* Supplied entries *
○ ○ ○ ○ ○
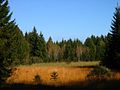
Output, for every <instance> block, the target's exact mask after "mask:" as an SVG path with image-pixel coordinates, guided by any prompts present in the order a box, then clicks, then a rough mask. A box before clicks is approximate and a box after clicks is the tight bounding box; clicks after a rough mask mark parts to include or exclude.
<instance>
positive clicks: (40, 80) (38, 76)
mask: <svg viewBox="0 0 120 90" xmlns="http://www.w3.org/2000/svg"><path fill="white" fill-rule="evenodd" d="M34 81H35V83H36V84H39V83H40V82H41V77H40V75H38V74H36V75H35V76H34Z"/></svg>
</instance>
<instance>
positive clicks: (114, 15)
mask: <svg viewBox="0 0 120 90" xmlns="http://www.w3.org/2000/svg"><path fill="white" fill-rule="evenodd" d="M102 64H103V65H105V66H107V67H109V68H117V69H120V7H117V8H116V11H115V13H114V16H113V20H112V25H111V32H110V33H109V34H108V36H107V47H106V52H105V57H104V59H103V61H102Z"/></svg>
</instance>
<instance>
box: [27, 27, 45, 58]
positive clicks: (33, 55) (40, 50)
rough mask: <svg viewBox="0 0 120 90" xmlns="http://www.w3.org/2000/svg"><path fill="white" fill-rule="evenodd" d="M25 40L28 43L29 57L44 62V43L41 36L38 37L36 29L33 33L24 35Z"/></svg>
○ ○ ○ ○ ○
* Problem *
How many lines of the listing above contain the word "positive"? Reply with the number alone.

* Answer to this exercise *
3